→ **GIVEN PROBLEM**: All entries must be extracted exactly, with nothing added or dropped.

→ **RECORD EXCERPTS**:
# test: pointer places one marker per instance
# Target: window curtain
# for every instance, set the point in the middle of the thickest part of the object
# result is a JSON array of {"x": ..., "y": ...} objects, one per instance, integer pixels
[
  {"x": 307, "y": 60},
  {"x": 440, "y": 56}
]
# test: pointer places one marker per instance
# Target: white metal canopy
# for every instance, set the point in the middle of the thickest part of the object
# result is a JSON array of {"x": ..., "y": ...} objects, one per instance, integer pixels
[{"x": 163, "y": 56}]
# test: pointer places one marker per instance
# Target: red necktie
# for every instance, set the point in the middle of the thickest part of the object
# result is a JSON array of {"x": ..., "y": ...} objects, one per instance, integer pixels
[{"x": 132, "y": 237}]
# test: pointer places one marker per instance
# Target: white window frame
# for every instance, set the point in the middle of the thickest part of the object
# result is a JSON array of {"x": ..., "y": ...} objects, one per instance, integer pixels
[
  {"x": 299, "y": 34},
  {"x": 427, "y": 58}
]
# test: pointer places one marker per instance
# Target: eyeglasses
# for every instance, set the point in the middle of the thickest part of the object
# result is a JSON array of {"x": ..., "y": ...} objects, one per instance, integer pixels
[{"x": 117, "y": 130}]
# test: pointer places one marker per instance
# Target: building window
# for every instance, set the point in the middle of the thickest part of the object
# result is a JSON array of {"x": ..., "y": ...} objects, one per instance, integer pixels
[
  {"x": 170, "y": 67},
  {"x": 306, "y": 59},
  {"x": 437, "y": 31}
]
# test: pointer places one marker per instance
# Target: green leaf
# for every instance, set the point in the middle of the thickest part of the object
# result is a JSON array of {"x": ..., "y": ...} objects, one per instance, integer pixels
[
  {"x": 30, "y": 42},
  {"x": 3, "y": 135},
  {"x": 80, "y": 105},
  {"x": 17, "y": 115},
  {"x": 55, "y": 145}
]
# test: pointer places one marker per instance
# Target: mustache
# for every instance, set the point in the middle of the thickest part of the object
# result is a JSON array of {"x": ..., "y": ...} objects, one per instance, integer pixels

→ **FULL RESPONSE**:
# test: pointer places one marker per instance
# Target: window curtain
# for every instance, set the point in the middle of the thickest part of the object
# result is a JSON array of {"x": ..., "y": ...} objects, one per instance, integer pixels
[
  {"x": 307, "y": 60},
  {"x": 440, "y": 56}
]
# test: pointer places one marker per instance
# Target: white metal canopy
# for every instance, set the point in the middle of the thickest part of the object
# result is a JSON array of {"x": ..., "y": ...} objects, one per instance, integer pixels
[{"x": 163, "y": 56}]
# test: pointer places one marker per instance
# Target: red necktie
# for every instance, set the point in the middle of the thickest part of the object
# result is a JSON array of {"x": ..., "y": ...} objects, one per instance, integer pixels
[{"x": 132, "y": 237}]
# test: pointer places one marker per instance
# Target: white window frame
# for every instance, set the point in the middle of the thickest part of the object
# result is a JSON array of {"x": ..., "y": ...} objects, one per instance, integer pixels
[
  {"x": 299, "y": 34},
  {"x": 427, "y": 58}
]
# test: pointer places one marker per instance
# Target: eyeglasses
# for every instance, set the point in the middle of the thickest part of the object
# result is a JSON array of {"x": ..., "y": ...} objects, one per instance, integer pixels
[{"x": 117, "y": 130}]
# test: pointer places one marker per instance
# Target: building window
# for every instance, set the point in the middle of the thickest part of the object
# result is a JSON array of {"x": ..., "y": ...} objects, one per instance, integer pixels
[
  {"x": 170, "y": 67},
  {"x": 306, "y": 59},
  {"x": 437, "y": 31}
]
# test: pointer places one marker per instance
# Target: green leaf
# for every instance, set the point in the middle of the thickest part of the object
# result is a JSON array of {"x": ..., "y": ...} objects, one per instance, integer pixels
[
  {"x": 30, "y": 42},
  {"x": 3, "y": 135},
  {"x": 80, "y": 105},
  {"x": 17, "y": 115},
  {"x": 55, "y": 145}
]
# test: pointer places one marker per instance
# Target: mustache
# for every instance, set the point in the middle of the thickest part of the object
# result is a JSON array of {"x": ..., "y": ...} objects, one per instance, integer pixels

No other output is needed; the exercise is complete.